TRECHO —
O bem-estar costuma diminuir com a idade, menos nos países anglo-saxões, diz estudo

Na maior parte do mundo, a velhice não significa bem-estar.
Na maior parte do mundo, a velhice não significa bem-estar.H. Sharma

A crise da meia-idade, quando percebemos que não somos mais tão jovens, que a biologia não anda para trás e que um pouco mais à frente está a morte, é uma grande fonte de boas histórias. Tony Soprano, o neurótico chefe da máfia de Nova Jersey, ou Thelma e Louise, a mítica dupla de amigas foragidas, são dois retratos desse período atribulado. Na ciência, muitos estudos confirmaram a existência dessa etapa vital, mostrando que a satisfação com a própria existência tem forma de U, melhor durante a juventude e a velhice, mas pior na transição intermediária. No entanto, é possível que esse processo não seja universal.

Um estudo publicado nesta quinta-feira na revista médica The Lancet, sugere que aquilo que pode fazer sentido para Tony Soprano, não fará para José Luis Torrente. Os autores, que recolheram informação de países de todo o mundo, sugerem que a ideia de uma velhice feliz depois da crise dos 40 só se ajusta à realidade nos países de idioma inglês e com elevada renda média. No resto do mundo, incluindo o sul da Europa, a tendência, embora em diferentes graus, é que com o passar dos anos a satisfação com a vida vá se reduzindo.

EXERCÍCIOS —
1/ Quais personagens o texto sobre bem-estar e idade cita como retratos da crise da meia-idade?
2/ Redigite o trecho do texto sobre bem-estar e idade que começa nas palavras "A crise da meia-idade, quando" e termina depois de "não seja universal.".
3/ Escreva o que vem depois da última frase do texto sobre bem-estar e idade, dando continuidade a ele.
Os registros não têm relação com o texto sobre bem-estar e idade.

OS DADOS —
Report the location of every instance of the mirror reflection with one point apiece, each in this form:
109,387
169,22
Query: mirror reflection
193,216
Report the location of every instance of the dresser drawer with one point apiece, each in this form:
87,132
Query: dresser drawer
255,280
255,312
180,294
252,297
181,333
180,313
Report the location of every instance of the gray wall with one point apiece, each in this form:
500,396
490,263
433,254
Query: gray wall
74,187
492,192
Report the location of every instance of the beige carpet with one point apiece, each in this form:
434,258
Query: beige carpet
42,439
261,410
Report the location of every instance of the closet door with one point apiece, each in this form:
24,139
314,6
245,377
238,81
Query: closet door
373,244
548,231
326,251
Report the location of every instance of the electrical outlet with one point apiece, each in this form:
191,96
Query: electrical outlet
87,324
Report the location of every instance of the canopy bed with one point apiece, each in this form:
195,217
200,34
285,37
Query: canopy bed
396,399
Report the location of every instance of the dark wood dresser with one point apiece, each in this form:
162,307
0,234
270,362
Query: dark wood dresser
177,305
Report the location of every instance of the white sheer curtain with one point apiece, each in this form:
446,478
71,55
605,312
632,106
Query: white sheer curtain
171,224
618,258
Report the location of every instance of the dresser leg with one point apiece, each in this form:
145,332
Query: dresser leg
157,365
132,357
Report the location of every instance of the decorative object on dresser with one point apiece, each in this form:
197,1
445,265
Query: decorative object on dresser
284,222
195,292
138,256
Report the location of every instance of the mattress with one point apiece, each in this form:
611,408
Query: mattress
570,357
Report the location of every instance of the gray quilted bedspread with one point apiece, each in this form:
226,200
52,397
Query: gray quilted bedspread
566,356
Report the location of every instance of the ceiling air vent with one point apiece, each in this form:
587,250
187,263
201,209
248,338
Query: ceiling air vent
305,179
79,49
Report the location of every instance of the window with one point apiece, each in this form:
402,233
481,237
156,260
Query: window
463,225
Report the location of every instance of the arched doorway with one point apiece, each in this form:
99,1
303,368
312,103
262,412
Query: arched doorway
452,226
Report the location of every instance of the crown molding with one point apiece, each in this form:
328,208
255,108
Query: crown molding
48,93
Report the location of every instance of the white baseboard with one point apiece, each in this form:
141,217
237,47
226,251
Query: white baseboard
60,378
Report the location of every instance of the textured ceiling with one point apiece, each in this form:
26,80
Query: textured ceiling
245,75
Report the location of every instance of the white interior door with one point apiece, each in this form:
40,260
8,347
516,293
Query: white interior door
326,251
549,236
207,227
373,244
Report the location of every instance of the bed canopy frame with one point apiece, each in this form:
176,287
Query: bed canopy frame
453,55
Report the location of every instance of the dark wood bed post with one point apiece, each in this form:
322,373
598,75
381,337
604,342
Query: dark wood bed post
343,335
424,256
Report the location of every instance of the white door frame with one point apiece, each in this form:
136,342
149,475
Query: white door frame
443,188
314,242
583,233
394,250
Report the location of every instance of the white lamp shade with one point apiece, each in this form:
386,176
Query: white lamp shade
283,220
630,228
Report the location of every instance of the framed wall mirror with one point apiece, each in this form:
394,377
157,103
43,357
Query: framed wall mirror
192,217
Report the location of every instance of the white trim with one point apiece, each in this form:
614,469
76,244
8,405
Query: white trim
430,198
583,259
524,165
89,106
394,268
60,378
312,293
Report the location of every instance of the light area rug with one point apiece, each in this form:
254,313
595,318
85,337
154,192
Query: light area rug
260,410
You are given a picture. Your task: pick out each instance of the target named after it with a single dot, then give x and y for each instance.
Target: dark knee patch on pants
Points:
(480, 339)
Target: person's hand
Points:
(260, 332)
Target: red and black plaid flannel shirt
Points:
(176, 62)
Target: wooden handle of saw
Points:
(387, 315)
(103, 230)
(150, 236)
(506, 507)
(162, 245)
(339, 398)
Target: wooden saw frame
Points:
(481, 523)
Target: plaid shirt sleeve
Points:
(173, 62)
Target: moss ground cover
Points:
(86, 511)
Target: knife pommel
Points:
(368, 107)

RESPOSTAS POR TAREFA —
1/ Tony Soprano, Thelma e Louise.

2/
A crise da meia-idade, quando percebemos que não somos mais tão jovens, que a biologia não anda para trás e que um pouco mais à frente está a morte, é uma grande fonte de boas histórias. Tony Soprano, o neurótico chefe da máfia de Nova Jersey, ou Thelma e Louise, a mítica dupla de amigas foragidas, são dois retratos desse período atribulado. Na ciência, muitos estudos confirmaram a existência dessa etapa vital, mostrando que a satisfação com a própria existência tem forma de U, melhor durante a juventude e a velhice, mas pior na transição intermediária. No entanto, é possível que esse processo não seja universal.

3/
Chimpanzés e Orangotangos também têm uma crise de meia-idade

A ideia dessa curva vital entre os humanos, sustentada pela concentração de estudos científicos em países anglo-saxões, havia recebido também o respaldo de estudos com chimpanzés e orangotangos, que também sofreriam essa crise, embora no caso destes primatas, menos longevos que nós, ela aconteceria entre os 20 e os 30 anos. Esta descoberta apoiaria a ideia de que, além da diversidade das circunstâncias culturais e econômicas em que vivem os humanos, haveria fatores biológicos por trás da queda que pode levar um homem a tentar dormir com 30% das mulheres do estado de Nova York.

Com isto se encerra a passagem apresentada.